Write out word for word each line from the top of the material through the line that has "Trace the outline of every instance of the cobblestone". Pictures do not go in.
──────── GIVEN RECORDS
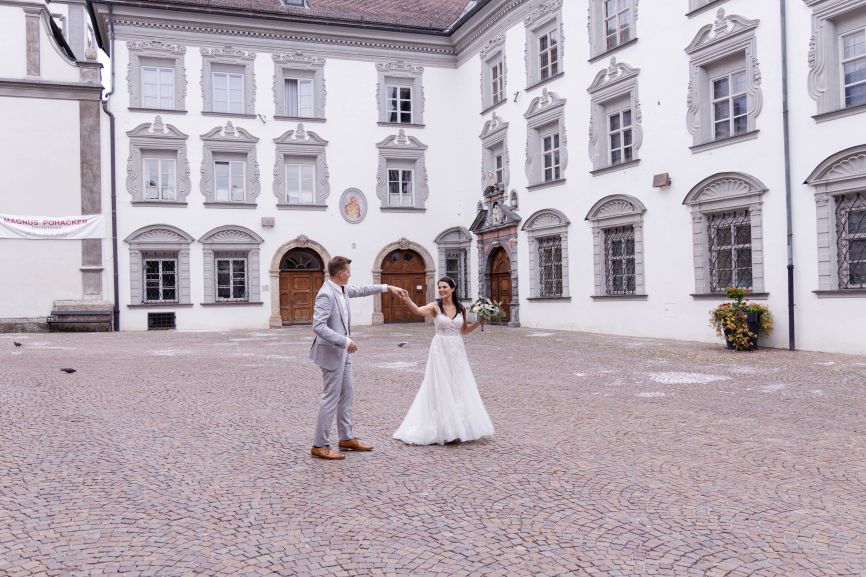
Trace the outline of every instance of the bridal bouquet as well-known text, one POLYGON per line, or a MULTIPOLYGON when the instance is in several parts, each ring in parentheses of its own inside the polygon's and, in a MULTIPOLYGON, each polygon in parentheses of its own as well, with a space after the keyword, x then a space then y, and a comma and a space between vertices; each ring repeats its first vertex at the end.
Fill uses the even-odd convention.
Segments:
MULTIPOLYGON (((469 310, 475 313, 476 316, 493 321, 505 318, 505 311, 502 310, 502 303, 491 300, 487 297, 478 297, 478 300, 472 303, 469 310)), ((484 330, 484 325, 481 325, 481 330, 484 330)))

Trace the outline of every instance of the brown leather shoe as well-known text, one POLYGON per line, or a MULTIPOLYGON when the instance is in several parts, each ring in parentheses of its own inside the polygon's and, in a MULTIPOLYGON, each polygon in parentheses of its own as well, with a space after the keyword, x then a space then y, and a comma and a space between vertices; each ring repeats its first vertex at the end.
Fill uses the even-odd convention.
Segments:
POLYGON ((310 449, 310 454, 319 459, 327 459, 328 461, 339 461, 346 458, 345 455, 332 451, 330 447, 313 447, 310 449))
POLYGON ((349 451, 372 451, 373 445, 365 445, 357 438, 340 441, 340 448, 349 451))

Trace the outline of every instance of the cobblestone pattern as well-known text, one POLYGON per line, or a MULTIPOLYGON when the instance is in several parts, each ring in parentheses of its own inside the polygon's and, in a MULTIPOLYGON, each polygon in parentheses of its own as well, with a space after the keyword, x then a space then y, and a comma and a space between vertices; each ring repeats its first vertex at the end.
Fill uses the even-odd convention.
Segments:
POLYGON ((492 327, 496 435, 404 446, 431 334, 356 332, 341 462, 309 328, 0 336, 0 575, 866 575, 866 358, 492 327))

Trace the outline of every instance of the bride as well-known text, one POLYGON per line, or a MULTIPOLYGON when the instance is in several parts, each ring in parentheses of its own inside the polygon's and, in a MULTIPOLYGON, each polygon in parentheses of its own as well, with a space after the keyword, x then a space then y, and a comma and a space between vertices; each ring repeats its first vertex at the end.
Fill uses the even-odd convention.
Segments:
POLYGON ((408 295, 403 302, 416 315, 433 317, 436 334, 430 343, 424 381, 394 438, 410 445, 472 441, 493 434, 472 369, 466 358, 463 335, 484 319, 466 322, 466 310, 457 300, 457 284, 450 277, 437 283, 439 299, 422 307, 408 295))

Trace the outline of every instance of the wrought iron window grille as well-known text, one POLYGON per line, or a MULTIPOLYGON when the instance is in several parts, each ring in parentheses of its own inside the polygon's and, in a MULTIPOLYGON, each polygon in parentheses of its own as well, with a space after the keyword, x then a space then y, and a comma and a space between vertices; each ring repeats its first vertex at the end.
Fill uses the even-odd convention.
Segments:
POLYGON ((634 248, 633 226, 605 229, 604 276, 607 294, 633 295, 637 292, 634 248))
POLYGON ((836 197, 840 289, 866 288, 866 192, 836 197))
POLYGON ((748 210, 707 216, 710 292, 752 286, 752 222, 748 210))
POLYGON ((549 236, 538 239, 539 296, 562 296, 562 239, 549 236))

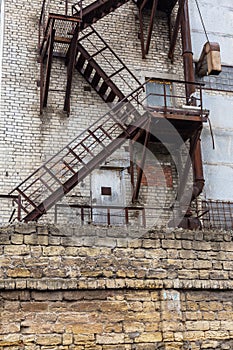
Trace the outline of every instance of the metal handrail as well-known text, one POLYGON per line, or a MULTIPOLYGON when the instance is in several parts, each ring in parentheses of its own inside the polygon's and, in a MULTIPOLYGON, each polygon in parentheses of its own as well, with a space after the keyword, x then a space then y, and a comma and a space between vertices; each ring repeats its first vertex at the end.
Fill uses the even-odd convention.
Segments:
POLYGON ((83 1, 82 0, 73 4, 71 9, 72 9, 72 15, 75 15, 75 13, 74 13, 74 10, 75 10, 76 13, 79 12, 79 17, 82 19, 82 17, 83 17, 83 1), (78 6, 79 9, 77 9, 76 6, 78 6))
MULTIPOLYGON (((39 168, 37 168, 31 175, 29 175, 23 182, 21 182, 17 187, 15 187, 9 194, 11 195, 14 191, 16 191, 20 186, 22 186, 25 182, 27 182, 31 177, 33 177, 38 171, 40 171, 41 169, 43 169, 46 164, 50 163, 53 159, 55 159, 62 151, 64 151, 65 149, 69 148, 69 146, 74 143, 78 138, 81 138, 89 129, 93 128, 94 126, 98 126, 101 123, 101 120, 103 120, 106 116, 111 115, 111 112, 115 113, 116 111, 119 110, 119 108, 121 106, 123 106, 125 103, 130 102, 130 101, 136 101, 137 104, 141 105, 143 108, 145 108, 145 106, 143 105, 144 100, 148 97, 147 96, 143 96, 143 98, 141 100, 138 99, 138 96, 140 94, 140 92, 143 91, 145 85, 150 81, 150 79, 146 80, 143 84, 141 84, 140 86, 138 86, 134 91, 132 91, 131 93, 129 93, 127 96, 125 96, 121 101, 117 102, 108 112, 106 112, 104 115, 102 115, 99 119, 97 119, 94 123, 92 123, 88 128, 86 128, 83 132, 81 132, 77 137, 73 138, 66 146, 64 146, 63 148, 61 148, 55 155, 53 155, 51 158, 49 158, 46 162, 43 163, 42 166, 40 166, 39 168)), ((182 81, 182 80, 170 80, 170 82, 179 82, 179 83, 183 83, 183 84, 193 84, 191 82, 186 82, 186 81, 182 81)), ((196 85, 203 85, 200 83, 196 83, 196 85)), ((114 118, 121 124, 120 119, 117 118, 117 114, 114 115, 114 118)))
MULTIPOLYGON (((41 11, 40 11, 40 18, 39 18, 39 39, 38 39, 38 49, 40 48, 41 44, 41 37, 43 33, 43 37, 46 35, 46 24, 45 24, 45 15, 46 15, 46 5, 49 3, 49 0, 43 0, 42 6, 41 6, 41 11)), ((65 3, 65 9, 64 9, 64 15, 68 15, 68 0, 64 0, 65 3)), ((75 5, 79 6, 79 12, 80 12, 80 19, 82 19, 82 11, 83 11, 83 1, 80 0, 76 4, 72 5, 72 13, 73 13, 73 7, 75 5)))
MULTIPOLYGON (((150 82, 151 79, 148 80, 148 82, 150 82)), ((149 93, 147 94, 143 100, 141 100, 141 103, 143 103, 144 101, 146 101, 148 99, 149 96, 158 96, 158 97, 163 97, 164 98, 164 107, 165 109, 166 108, 169 108, 169 107, 172 107, 172 106, 168 106, 167 104, 167 98, 177 98, 177 99, 185 99, 185 105, 187 106, 190 106, 190 107, 196 107, 195 105, 192 105, 191 103, 190 104, 187 104, 187 96, 185 95, 178 95, 178 94, 175 94, 175 93, 171 93, 171 94, 168 94, 167 91, 166 91, 166 84, 168 83, 168 80, 161 80, 159 79, 159 82, 161 84, 163 84, 163 93, 149 93)), ((195 101, 199 101, 200 105, 198 107, 200 107, 200 114, 203 113, 203 96, 202 96, 202 89, 203 89, 203 86, 205 84, 203 83, 199 83, 199 82, 190 82, 190 81, 185 81, 185 80, 169 80, 169 83, 172 83, 172 84, 183 84, 183 85, 195 85, 195 87, 199 90, 199 93, 200 93, 200 96, 199 97, 195 97, 195 101)), ((150 106, 150 105, 147 105, 148 107, 151 107, 153 108, 153 106, 150 106)))
MULTIPOLYGON (((98 126, 99 123, 101 122, 102 119, 104 119, 104 117, 106 117, 107 115, 109 115, 111 113, 111 111, 114 113, 115 111, 117 111, 117 109, 124 104, 125 102, 129 102, 129 98, 132 97, 135 93, 137 93, 140 89, 142 89, 144 87, 144 85, 147 83, 147 81, 145 83, 143 83, 141 86, 139 86, 137 89, 135 89, 133 92, 131 92, 130 94, 128 94, 124 99, 122 99, 121 101, 119 101, 113 108, 110 109, 110 111, 106 112, 104 115, 102 115, 98 120, 96 120, 94 123, 92 123, 88 128, 86 128, 84 131, 82 131, 78 136, 76 136, 75 138, 73 138, 66 146, 64 146, 63 148, 61 148, 55 155, 53 155, 51 158, 49 158, 46 162, 43 163, 43 165, 41 165, 39 168, 37 168, 31 175, 29 175, 23 182, 21 182, 17 187, 15 187, 9 194, 12 194, 14 191, 16 191, 20 186, 22 186, 26 181, 28 181, 31 177, 33 177, 38 171, 40 171, 41 169, 44 168, 44 166, 46 166, 46 164, 48 164, 49 162, 51 162, 51 160, 55 159, 62 151, 64 151, 66 148, 68 148, 72 143, 75 142, 75 140, 77 140, 78 138, 82 137, 82 135, 84 135, 89 129, 91 129, 92 127, 94 127, 95 125, 98 126)), ((132 98, 133 99, 133 98, 132 98)), ((139 102, 140 104, 140 102, 139 102)), ((117 117, 115 117, 117 119, 117 117)), ((120 123, 121 121, 118 120, 118 122, 120 123)))
MULTIPOLYGON (((0 194, 0 200, 1 199, 11 199, 12 203, 16 203, 18 205, 16 219, 18 221, 20 221, 21 220, 21 206, 22 206, 21 196, 20 195, 12 195, 12 194, 0 194)), ((14 217, 15 212, 16 212, 16 209, 13 209, 8 222, 12 222, 12 219, 14 217)))
MULTIPOLYGON (((59 208, 74 208, 74 209, 80 209, 80 217, 81 217, 81 224, 84 224, 85 216, 89 215, 91 216, 91 221, 93 220, 93 211, 95 209, 103 209, 106 210, 107 213, 105 214, 106 217, 106 223, 107 225, 111 225, 111 210, 121 210, 124 212, 124 218, 125 218, 125 225, 129 224, 130 217, 129 212, 132 211, 140 211, 142 213, 142 225, 144 228, 146 228, 146 211, 147 210, 163 210, 165 212, 173 213, 173 208, 171 207, 147 207, 147 206, 116 206, 116 205, 89 205, 89 204, 65 204, 65 203, 58 203, 55 204, 55 212, 54 212, 54 222, 57 223, 58 221, 58 209, 59 208), (84 212, 84 209, 88 209, 90 212, 88 214, 84 212)), ((98 215, 98 214, 97 214, 98 215)), ((102 215, 102 214, 101 214, 102 215)), ((113 214, 114 217, 123 217, 122 215, 116 215, 113 214)), ((150 219, 156 218, 156 216, 150 216, 150 219)))
POLYGON ((131 72, 131 70, 125 65, 122 59, 113 51, 113 49, 107 44, 107 42, 102 38, 102 36, 96 31, 96 29, 93 26, 90 26, 90 28, 98 36, 98 38, 104 43, 104 45, 109 49, 109 51, 111 51, 111 53, 116 57, 116 59, 122 64, 122 66, 124 66, 124 69, 128 71, 128 73, 134 78, 134 80, 140 86, 142 82, 138 80, 138 78, 131 72))

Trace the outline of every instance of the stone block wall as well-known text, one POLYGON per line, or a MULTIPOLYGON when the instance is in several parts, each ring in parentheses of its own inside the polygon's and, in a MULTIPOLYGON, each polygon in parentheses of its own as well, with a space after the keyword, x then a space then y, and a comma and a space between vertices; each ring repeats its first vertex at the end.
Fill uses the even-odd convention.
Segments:
POLYGON ((232 349, 232 232, 1 229, 0 349, 232 349))

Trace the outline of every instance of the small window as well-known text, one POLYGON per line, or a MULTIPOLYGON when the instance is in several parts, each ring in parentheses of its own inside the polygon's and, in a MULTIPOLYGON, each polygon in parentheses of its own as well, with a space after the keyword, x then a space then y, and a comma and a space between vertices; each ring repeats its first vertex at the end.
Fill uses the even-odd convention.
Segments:
POLYGON ((146 84, 148 106, 172 106, 172 84, 165 80, 151 79, 146 84))
POLYGON ((111 196, 112 195, 112 188, 111 187, 101 187, 101 194, 102 194, 102 196, 111 196))

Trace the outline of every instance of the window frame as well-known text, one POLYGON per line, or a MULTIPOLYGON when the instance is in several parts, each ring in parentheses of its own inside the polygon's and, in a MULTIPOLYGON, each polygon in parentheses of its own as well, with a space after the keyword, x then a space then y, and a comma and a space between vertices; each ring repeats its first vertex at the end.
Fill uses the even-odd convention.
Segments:
MULTIPOLYGON (((169 79, 162 79, 162 78, 146 78, 146 88, 145 88, 145 92, 146 92, 146 101, 147 101, 147 106, 148 107, 174 107, 174 86, 172 84, 172 81, 169 80, 169 79), (167 94, 167 89, 165 89, 165 92, 166 92, 166 96, 168 97, 169 96, 169 102, 167 102, 167 97, 165 99, 165 94, 160 94, 158 93, 158 95, 156 96, 156 93, 155 93, 155 98, 161 98, 163 100, 162 104, 160 102, 158 103, 150 103, 149 102, 149 94, 153 94, 153 92, 148 92, 147 91, 147 86, 148 86, 148 83, 155 83, 157 84, 157 86, 161 85, 161 86, 169 86, 169 94, 167 94)), ((156 86, 156 85, 155 85, 156 86)), ((164 88, 163 88, 163 91, 164 91, 164 88)), ((152 97, 153 98, 153 97, 152 97)))

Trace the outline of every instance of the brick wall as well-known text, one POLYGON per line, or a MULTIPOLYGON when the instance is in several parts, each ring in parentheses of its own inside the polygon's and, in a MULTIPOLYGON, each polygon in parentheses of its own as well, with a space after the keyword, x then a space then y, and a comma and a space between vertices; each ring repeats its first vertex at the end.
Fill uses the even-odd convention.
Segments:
────────────────
- _ANSWER FOR THE TASK_
Trace the outline of every instance of the bridal bouquet as well-known text, one POLYGON per line, or a MULTIPOLYGON when the instance is in several parts, each ring in parentheses of its own inside the polygon's and, in a MULTIPOLYGON, each polygon in parentheses of its own as well, with a space after the keyword, x then a space then y, and a comma and a space between vertices; each ring repeats its first vertex at the end.
Fill uses the even-odd convention.
Segments:
MULTIPOLYGON (((469 310, 475 313, 476 316, 493 321, 505 318, 505 311, 502 310, 502 303, 491 300, 487 297, 478 297, 478 300, 472 303, 469 310)), ((484 330, 484 325, 481 325, 481 330, 484 330)))

Trace the outline of every instance of the brown leather shoe as well-known text, one POLYGON per line, or a MULTIPOLYGON when the instance is in several parts, each ring in parentheses of its own inside the polygon's and, in a MULTIPOLYGON, each polygon in parentheses of its own as well, with a space after the keyword, x then a space then y, and a comma and a space between vertices; each ring repeats its first vertex at the end.
Fill uses the even-odd convention.
Segments:
POLYGON ((310 449, 310 454, 319 459, 327 459, 328 461, 339 461, 346 458, 345 455, 332 451, 330 447, 313 447, 310 449))
POLYGON ((349 451, 372 451, 373 445, 365 445, 357 438, 340 441, 340 448, 349 451))

Trace the outline of every instance of the cobblestone pattern as well-known text, one POLYGON per line, or a MULTIPOLYGON when the instance is in several parts, each ring in parentheses of its own inside the polygon's and, in a MULTIPOLYGON, each polygon in parentheses of its own as well, with a space after the keyword, x then a space then y, and a comma and a space between vertices; each ring repeats its first vertex at the end.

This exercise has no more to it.